## [READING PASSAGE]
+===+

SYLLABUS

DIFFERENTIAL EQUATIONS

MATH 083, Spring 2008

Section 1001 ~ MWThF, 9:00 in CU118

Section 1002 ~ MWThF, 10:00 in CU118

Section 1003 ~ MWThF, 12:00 in Wehr Chem. 002

 

Instructor: Mrs. Mary P. Utzerath, CU 359, 288-5225, mary.utzerath@marquette.edu

 

Office Hours:  M. and W. 2-4 and by appointment.   Please check our class website for changes.

Instructor Office Visits:  For an appointment please see me after class, or call or email.  If my office door is closed tight it means I’m not in or I do not want to be interrupted.  If, outside of office hours, my office door is ajar it’s o.k. to interrupt to make an appointment. 

 

Teaching Assistant (T.A.):  Shivani Ratnakumar, CU361.        shivani.ratnakumar@marquette.edu

 

T.A. Office Hours:  T.4-6, Th. 1-3.

 

Text:  Boyce & DiPrima, Elementary Differential Equations, 8^th ed with ODE Architect CD.  A Student Solutions Manual by Charles W. Haines is available.

 

Calculator:  The official calculator for class discussion purposes is the TI 89.  

 

Stapler:  Homework assignments will be collected every week.  If the pages are not stapled together (paper clips are not an acceptable substitute) you will lose a point. 

 

Course Content:  This course covers methods, models and techniques applicable to first-order differential equations, to second-order linear differential equations, and to second-order systems of first order differential equations.   Basic concepts of linear algebra (determinants, matrix operations) are introduced.  Solution methods include Laplace transforms, infinite series, eigenvalues and eigenvectors. Graphical approaches, such as direction fields and phase planes, and numerical methods are introduced.  A variety of applications and models are studied.  These topics correspond to portions of Chapters 1- 8 of the text.

+===+

## [DATASET ROWS]
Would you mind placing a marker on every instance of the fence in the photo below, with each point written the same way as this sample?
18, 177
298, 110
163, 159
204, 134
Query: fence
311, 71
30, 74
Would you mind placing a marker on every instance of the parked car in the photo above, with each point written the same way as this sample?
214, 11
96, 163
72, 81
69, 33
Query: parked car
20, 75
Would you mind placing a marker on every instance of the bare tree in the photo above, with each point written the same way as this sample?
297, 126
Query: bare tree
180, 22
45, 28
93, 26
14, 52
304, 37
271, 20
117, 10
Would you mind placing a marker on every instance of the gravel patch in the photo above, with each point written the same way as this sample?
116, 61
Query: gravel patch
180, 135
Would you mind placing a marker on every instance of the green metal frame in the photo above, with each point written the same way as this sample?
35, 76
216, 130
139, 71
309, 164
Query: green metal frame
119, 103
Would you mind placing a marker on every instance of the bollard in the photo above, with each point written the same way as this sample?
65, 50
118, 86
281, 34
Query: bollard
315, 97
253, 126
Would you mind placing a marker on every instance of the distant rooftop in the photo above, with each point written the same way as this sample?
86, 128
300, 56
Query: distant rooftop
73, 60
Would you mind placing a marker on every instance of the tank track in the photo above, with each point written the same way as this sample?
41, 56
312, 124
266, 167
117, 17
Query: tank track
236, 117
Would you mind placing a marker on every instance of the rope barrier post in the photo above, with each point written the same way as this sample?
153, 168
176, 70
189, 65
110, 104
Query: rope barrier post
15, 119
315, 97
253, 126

+===+

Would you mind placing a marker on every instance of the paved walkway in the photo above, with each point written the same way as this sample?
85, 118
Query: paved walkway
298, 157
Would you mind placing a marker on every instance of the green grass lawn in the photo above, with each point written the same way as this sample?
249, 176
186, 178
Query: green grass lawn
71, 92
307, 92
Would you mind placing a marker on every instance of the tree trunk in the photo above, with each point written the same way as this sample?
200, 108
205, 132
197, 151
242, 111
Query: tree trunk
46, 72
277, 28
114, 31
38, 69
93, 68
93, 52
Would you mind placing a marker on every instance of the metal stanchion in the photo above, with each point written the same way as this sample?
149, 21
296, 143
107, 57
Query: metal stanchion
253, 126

+===+

## [PROMPT]
Revise the syllabus text starting at "T.A. Office Hours:  T.4-6, Th." and ending at "lose a point.", replacing "TI 89" with "TI 84". The items have no connection to the syllabus.

## [OUTPUT]
T.A. Office Hours:  T.4-6, Th. 1-3.

 

Text:  Boyce & DiPrima, Elementary Differential Equations, 8^th ed with ODE Architect CD.  A Student Solutions Manual by Charles W. Haines is available.

 

Calculator:  The official calculator for class discussion purposes is the TI 84.  

 

Stapler:  Homework assignments will be collected every week.  If the pages are not stapled together (paper clips are not an acceptable substitute) you will lose a point.